• _REQUIRED TASK_: Exactly repeat the line that contains "drop a point: the asphalt driveway", then every line after it up to and including the final line.

Position annotation records
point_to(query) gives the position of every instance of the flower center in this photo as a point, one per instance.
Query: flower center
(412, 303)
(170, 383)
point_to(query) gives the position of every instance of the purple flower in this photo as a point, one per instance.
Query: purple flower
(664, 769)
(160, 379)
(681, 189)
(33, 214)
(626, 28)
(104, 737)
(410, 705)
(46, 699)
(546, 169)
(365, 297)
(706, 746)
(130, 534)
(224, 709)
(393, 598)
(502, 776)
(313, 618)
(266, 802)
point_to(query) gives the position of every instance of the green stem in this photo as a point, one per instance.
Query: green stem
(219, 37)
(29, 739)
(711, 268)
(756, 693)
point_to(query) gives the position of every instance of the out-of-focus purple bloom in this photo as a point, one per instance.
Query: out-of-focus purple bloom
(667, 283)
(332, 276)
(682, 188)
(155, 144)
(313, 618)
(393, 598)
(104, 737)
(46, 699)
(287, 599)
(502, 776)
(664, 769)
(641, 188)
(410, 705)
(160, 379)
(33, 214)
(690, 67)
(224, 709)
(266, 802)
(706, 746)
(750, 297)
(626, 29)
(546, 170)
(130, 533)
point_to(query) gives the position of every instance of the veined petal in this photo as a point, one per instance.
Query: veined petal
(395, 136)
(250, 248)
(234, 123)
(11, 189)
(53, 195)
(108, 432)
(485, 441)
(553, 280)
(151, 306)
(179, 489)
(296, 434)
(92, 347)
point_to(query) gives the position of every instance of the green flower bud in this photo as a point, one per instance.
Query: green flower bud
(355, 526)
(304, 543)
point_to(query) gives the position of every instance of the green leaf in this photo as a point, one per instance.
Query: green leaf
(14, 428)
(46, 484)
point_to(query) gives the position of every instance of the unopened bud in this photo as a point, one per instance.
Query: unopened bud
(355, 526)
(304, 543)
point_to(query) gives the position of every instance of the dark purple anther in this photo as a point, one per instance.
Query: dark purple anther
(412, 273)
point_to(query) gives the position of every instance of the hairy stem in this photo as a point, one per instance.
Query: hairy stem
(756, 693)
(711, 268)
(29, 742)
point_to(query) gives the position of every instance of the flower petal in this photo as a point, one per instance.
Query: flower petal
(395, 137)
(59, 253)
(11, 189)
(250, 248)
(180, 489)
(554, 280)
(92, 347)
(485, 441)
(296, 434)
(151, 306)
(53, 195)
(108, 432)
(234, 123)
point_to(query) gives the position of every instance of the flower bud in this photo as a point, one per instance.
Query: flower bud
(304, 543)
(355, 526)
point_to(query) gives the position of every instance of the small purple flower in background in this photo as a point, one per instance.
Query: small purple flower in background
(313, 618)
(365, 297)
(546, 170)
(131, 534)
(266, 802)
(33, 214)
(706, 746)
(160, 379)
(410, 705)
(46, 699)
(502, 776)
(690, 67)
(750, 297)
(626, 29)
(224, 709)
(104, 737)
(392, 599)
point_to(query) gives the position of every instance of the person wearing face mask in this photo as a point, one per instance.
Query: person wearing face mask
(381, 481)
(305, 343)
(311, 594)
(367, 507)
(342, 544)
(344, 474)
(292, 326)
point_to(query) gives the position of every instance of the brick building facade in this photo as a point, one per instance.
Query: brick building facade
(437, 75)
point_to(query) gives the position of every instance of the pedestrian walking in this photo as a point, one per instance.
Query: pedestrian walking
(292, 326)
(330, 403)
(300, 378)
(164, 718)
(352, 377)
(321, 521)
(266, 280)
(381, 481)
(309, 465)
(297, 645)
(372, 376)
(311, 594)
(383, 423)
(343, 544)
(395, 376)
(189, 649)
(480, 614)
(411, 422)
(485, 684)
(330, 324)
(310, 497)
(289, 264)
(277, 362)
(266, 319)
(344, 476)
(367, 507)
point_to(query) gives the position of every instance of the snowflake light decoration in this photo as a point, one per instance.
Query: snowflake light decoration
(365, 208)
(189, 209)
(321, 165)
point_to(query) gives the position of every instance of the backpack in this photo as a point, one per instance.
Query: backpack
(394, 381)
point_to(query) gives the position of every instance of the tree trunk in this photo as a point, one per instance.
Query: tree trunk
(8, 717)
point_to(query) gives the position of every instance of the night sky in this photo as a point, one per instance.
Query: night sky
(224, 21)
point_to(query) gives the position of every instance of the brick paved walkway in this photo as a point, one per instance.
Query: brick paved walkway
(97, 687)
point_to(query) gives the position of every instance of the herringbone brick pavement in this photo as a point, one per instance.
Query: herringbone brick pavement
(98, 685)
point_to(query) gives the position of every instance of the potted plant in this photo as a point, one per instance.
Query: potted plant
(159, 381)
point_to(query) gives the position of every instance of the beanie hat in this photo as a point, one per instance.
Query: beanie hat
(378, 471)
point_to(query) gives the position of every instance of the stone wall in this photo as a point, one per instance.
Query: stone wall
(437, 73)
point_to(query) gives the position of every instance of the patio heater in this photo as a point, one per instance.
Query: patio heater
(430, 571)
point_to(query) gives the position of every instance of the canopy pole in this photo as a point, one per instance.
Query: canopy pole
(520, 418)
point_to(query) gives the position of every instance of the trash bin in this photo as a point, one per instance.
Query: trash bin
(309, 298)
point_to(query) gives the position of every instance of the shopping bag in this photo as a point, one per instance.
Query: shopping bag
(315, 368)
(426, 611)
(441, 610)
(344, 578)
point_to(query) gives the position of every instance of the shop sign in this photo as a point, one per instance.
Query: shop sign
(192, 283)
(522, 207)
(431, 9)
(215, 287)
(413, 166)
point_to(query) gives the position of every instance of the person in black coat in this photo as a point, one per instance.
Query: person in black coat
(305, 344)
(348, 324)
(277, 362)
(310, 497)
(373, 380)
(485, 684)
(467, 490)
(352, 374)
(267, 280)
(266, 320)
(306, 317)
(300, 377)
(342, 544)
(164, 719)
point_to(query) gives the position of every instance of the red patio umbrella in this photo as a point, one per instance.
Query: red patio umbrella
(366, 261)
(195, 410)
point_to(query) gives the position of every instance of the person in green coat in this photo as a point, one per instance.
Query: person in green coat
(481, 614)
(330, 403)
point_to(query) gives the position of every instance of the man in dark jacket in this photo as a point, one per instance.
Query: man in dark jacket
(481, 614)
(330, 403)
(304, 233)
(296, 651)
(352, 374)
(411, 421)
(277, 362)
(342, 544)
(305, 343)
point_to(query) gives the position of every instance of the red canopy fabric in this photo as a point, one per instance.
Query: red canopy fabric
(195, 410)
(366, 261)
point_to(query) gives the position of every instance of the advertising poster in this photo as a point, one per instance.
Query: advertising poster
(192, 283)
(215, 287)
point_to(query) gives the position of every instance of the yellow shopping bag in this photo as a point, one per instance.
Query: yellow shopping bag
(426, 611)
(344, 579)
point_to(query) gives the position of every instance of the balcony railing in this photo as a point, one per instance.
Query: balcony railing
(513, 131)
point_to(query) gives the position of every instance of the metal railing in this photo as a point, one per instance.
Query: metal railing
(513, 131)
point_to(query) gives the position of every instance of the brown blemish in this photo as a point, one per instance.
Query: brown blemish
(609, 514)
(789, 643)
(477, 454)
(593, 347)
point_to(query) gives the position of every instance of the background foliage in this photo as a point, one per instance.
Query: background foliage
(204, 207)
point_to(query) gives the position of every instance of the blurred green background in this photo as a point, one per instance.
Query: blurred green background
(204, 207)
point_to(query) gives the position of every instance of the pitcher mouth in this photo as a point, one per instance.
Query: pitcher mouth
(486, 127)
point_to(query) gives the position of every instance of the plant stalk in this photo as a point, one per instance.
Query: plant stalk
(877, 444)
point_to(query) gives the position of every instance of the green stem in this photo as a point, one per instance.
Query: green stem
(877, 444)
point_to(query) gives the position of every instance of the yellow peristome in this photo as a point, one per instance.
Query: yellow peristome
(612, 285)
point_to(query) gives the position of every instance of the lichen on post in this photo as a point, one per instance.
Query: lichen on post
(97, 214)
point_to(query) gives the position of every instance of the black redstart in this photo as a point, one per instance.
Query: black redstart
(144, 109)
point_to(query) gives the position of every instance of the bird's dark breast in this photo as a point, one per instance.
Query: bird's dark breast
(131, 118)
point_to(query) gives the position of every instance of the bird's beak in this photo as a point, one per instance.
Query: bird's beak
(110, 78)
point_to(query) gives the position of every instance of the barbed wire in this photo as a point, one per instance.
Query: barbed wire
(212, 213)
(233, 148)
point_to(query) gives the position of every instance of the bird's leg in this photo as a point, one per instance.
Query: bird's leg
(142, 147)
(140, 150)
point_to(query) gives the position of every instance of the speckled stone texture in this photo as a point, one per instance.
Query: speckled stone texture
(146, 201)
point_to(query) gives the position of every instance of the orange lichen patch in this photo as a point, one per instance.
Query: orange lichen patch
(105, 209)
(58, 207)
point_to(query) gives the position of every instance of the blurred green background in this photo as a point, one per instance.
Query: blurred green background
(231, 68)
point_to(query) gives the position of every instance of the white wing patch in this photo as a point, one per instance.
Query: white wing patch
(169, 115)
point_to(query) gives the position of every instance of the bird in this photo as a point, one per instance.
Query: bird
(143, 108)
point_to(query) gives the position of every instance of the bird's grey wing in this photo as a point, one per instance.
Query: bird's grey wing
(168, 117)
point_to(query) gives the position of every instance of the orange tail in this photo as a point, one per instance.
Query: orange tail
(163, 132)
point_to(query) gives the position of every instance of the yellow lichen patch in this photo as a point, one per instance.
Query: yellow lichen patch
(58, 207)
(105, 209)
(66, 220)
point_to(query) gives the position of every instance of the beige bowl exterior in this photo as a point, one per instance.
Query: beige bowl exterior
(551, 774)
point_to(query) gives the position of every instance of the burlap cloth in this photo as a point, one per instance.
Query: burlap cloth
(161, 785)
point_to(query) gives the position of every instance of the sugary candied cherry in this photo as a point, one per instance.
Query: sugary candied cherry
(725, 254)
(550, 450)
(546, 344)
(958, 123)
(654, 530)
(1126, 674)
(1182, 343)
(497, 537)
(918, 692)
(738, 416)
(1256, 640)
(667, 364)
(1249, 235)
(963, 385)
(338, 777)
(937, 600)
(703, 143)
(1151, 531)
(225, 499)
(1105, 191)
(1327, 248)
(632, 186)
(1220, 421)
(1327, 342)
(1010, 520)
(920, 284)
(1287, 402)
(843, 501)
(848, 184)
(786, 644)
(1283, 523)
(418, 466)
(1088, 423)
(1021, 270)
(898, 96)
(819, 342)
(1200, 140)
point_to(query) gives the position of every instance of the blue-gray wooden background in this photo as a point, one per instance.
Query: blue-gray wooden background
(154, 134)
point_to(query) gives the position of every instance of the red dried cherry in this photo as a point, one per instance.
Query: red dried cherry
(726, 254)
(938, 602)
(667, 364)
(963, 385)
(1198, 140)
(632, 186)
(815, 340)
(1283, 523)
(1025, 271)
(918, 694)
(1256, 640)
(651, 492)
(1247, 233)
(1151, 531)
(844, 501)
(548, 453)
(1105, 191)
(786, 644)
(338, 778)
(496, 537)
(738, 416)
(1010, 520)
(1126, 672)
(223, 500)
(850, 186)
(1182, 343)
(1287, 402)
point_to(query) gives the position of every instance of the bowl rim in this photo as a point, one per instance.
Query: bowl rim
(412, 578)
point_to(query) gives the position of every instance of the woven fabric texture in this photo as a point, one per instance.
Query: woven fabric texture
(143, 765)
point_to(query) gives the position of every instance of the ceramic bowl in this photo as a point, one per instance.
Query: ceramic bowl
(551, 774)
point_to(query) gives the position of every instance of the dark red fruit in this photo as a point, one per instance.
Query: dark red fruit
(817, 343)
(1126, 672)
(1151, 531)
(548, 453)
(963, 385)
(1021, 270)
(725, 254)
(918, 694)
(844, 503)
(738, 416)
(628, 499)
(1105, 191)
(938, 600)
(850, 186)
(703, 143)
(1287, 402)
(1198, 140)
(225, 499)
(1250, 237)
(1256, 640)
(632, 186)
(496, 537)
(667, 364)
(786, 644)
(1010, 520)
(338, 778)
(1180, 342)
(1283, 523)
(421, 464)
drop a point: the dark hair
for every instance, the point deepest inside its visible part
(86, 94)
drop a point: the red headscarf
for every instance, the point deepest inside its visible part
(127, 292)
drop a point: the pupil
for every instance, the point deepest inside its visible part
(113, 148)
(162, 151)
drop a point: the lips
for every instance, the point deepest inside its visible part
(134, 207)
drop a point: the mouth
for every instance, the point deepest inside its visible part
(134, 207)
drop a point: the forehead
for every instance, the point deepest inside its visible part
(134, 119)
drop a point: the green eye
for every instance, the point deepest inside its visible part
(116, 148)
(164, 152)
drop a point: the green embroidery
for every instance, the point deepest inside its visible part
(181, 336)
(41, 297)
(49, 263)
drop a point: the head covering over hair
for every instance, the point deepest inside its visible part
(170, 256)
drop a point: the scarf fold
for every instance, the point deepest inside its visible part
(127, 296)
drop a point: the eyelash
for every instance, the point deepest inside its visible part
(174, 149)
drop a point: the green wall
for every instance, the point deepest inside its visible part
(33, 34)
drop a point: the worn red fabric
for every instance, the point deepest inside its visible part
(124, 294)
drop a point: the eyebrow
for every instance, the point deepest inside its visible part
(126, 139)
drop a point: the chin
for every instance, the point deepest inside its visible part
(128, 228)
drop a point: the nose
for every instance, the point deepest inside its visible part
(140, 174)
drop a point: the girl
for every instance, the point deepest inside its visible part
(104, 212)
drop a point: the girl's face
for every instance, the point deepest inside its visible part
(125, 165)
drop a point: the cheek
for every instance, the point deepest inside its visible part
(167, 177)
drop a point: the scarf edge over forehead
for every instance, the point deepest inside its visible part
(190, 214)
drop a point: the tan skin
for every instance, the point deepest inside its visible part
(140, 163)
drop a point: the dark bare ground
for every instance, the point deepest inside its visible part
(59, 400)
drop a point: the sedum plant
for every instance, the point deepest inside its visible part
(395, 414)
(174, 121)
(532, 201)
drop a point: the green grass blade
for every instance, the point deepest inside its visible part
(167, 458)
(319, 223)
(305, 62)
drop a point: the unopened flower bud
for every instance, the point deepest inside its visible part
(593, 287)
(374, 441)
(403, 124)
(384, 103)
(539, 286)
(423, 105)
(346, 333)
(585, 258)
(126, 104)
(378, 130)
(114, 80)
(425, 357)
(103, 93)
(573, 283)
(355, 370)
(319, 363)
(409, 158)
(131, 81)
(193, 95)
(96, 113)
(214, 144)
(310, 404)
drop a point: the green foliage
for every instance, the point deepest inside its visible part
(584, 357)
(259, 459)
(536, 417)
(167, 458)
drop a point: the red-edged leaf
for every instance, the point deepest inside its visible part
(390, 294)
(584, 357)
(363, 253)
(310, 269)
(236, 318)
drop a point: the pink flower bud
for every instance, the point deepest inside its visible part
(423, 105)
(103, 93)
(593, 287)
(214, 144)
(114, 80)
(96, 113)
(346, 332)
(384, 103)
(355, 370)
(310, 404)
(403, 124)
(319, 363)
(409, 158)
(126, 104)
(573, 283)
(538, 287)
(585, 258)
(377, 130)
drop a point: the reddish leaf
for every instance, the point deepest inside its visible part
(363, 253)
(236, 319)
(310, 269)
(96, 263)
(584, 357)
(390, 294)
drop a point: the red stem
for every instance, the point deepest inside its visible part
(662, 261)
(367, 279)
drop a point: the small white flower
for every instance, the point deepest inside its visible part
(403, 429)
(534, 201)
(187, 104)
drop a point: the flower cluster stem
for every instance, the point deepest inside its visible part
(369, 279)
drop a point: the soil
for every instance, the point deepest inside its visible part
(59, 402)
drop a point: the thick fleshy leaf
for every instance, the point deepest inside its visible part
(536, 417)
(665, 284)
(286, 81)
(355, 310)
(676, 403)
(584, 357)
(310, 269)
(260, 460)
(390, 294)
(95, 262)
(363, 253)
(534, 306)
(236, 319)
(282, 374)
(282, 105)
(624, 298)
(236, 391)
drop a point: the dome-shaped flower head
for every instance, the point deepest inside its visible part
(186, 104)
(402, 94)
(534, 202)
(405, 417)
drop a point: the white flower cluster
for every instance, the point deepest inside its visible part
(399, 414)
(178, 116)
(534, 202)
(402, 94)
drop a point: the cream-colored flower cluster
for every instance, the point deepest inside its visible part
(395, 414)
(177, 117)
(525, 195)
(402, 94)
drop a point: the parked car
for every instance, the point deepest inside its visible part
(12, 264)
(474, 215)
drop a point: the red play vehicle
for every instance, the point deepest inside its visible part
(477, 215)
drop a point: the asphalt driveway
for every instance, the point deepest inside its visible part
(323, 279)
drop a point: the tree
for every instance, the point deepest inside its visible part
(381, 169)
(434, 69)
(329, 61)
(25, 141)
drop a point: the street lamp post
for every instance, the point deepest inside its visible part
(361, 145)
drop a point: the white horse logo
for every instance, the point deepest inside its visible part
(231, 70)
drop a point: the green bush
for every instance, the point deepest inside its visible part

• _RESULT OF THE EXERCISE_:
drop a point: the asphalt driveway
for every instance, the point deepest inside its visible part
(323, 279)
drop a point: the tree
for every instance, the point deepest inside its visible part
(381, 169)
(434, 69)
(329, 61)
(25, 141)
drop a point: the street lamp post
for every instance, the point deepest inside its visible part
(361, 145)
drop a point: the white horse logo
for every instance, the point deepest inside its visible part
(231, 70)
drop a point: the green bush
for every instance, the point deepest inside its visible part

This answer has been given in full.